Ruth was dealing with his own health issues during the movie's production. At the time he was asked to be in the picture, he had just recovered from a heart attack and was nearly 270 pounds. He dieted strenuously to get down to presentable weight before shooting began, which made him edgy and irritable, a condition exacerbated by a car accident just weeks before production began. Then a cold and nervous exhaustion landed him in the hospital, and he recovered just in time to arrive on the set fresh and ready to work. But the tough shooting schedule, combined with his own tendency to keep late hours, weakened him and he caught pneumonia, landing in the hospital once again, this time reportedly near death for a couple of days.

What you will do: Copy from the passage on Ruth's health, starting at "Ruth was dealing" and ending at "couple of days.". Work only from the text about Ruth's health during the film shoot.

Information provided:
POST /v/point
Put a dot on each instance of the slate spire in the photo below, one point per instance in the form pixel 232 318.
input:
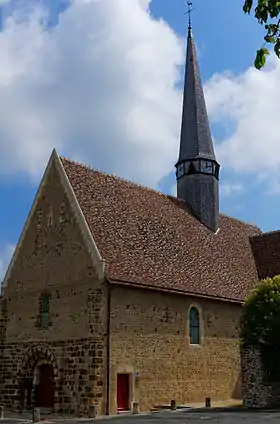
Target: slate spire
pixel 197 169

--

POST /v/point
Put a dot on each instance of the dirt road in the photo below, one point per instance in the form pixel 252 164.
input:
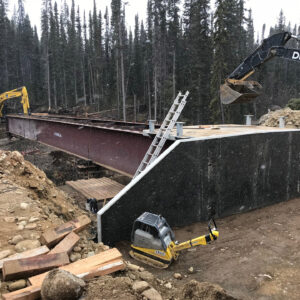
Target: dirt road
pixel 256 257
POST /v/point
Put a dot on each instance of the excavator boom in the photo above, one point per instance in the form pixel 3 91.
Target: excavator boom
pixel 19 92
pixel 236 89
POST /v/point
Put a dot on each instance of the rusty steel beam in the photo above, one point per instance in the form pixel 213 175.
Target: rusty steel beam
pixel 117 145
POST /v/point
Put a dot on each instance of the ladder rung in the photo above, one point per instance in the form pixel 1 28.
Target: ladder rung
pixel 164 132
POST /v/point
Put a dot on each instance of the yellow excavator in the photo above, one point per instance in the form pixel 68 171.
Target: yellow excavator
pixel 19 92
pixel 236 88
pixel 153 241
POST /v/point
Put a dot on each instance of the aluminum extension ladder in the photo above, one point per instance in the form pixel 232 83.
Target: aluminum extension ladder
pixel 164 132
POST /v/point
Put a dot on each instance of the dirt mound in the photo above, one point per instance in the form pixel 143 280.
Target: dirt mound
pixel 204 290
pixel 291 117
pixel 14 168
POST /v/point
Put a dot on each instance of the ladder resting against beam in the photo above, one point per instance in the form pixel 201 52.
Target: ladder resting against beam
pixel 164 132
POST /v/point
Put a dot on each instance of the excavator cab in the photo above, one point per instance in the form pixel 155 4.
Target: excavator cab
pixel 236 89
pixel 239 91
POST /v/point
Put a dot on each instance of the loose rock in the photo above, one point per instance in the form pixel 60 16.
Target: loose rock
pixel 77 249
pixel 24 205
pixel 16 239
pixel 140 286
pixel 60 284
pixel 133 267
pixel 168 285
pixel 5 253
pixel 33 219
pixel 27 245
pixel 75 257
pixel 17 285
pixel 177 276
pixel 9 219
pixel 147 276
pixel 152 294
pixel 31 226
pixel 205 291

Response below:
Ruth was dealing with his own health issues during the movie's production. At the time he was asked to be in the picture, he had just recovered from a heart attack and was nearly 270 pounds. He dieted strenuously to get down to presentable weight before shooting began, which made him edgy and irritable, a condition exacerbated by a car accident just weeks before production began. Then a cold and nervous exhaustion landed him in the hospital, and he recovered just in time to arrive on the set fresh and ready to work. But the tough shooting schedule, combined with his own tendency to keep late hours, weakened him and he caught pneumonia, landing in the hospital once again, this time reportedly near death for a couple of days.